Problem description: Your answer must be an exact copy of the listing that follows, with all pictures omitted.

++++ Records shown

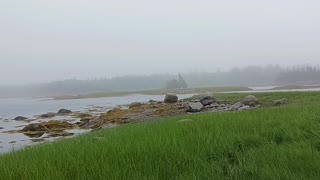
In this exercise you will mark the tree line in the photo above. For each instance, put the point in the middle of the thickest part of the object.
(247, 76)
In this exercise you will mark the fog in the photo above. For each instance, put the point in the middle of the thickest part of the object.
(42, 41)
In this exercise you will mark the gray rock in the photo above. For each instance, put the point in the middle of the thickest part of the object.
(64, 111)
(171, 98)
(250, 100)
(281, 101)
(236, 106)
(244, 108)
(185, 120)
(134, 105)
(20, 118)
(194, 107)
(207, 100)
(214, 105)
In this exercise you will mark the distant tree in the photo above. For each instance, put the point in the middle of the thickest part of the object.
(174, 84)
(182, 82)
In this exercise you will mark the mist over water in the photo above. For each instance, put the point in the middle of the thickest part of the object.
(44, 41)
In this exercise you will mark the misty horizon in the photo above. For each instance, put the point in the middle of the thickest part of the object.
(95, 39)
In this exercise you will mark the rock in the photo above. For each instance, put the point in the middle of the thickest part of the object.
(59, 134)
(244, 108)
(194, 107)
(20, 118)
(207, 100)
(34, 127)
(171, 98)
(64, 111)
(34, 134)
(185, 120)
(53, 125)
(250, 100)
(47, 115)
(281, 101)
(214, 105)
(236, 106)
(134, 105)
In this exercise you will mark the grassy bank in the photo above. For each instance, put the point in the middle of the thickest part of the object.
(265, 143)
(156, 92)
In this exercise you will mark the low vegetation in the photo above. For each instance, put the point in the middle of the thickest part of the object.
(271, 142)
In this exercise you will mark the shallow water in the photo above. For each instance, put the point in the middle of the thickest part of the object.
(29, 107)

++++++++

Output:
In this exercise you will mark the tree line in the photo above. For each instance, put the point in the middle of the thickest part of the object.
(247, 76)
In this exercise you will mark the fog in the photo above. For each instance, put the point in the middle of the thickest part of the object.
(42, 41)
In this exercise you will mark the gray rock in the photo above. For each instance, put the point in the middle of the thickest part of the object.
(64, 111)
(171, 98)
(250, 100)
(281, 101)
(236, 106)
(244, 108)
(185, 120)
(134, 105)
(20, 118)
(194, 107)
(207, 100)
(214, 105)
In this exercise you will mark the distant tree in the photo above. For each instance, put the point in the middle of the thickest part of the object.
(174, 84)
(182, 82)
In this exercise you will mark the mist over water in the photo above. For each instance, put the point in the middle of the thickest part of the object.
(44, 41)
In this exercise you will mark the misty horizon in the photo above. For each instance, put the point in the middle of the thickest part of the object.
(95, 39)
In this exercise you will mark the rock in the photo above. For each instance, put the point in the middle of the thickest part of the object.
(59, 134)
(244, 108)
(194, 107)
(20, 118)
(207, 100)
(34, 127)
(171, 98)
(64, 111)
(34, 134)
(185, 120)
(53, 125)
(250, 100)
(47, 115)
(281, 101)
(214, 105)
(236, 106)
(134, 105)
In this exercise you will mark the grassy bank in the photo above. For each instance, put the point in the middle of the thickest part of the object.
(265, 143)
(156, 92)
In this exercise you will mark the low vegetation in the photo above. For each instance, put the point in the middle of the thickest part of the object.
(271, 142)
In this exercise you will mark the shallow water in the photo above. For each instance, put the point in the middle of the thickest part of the object.
(29, 107)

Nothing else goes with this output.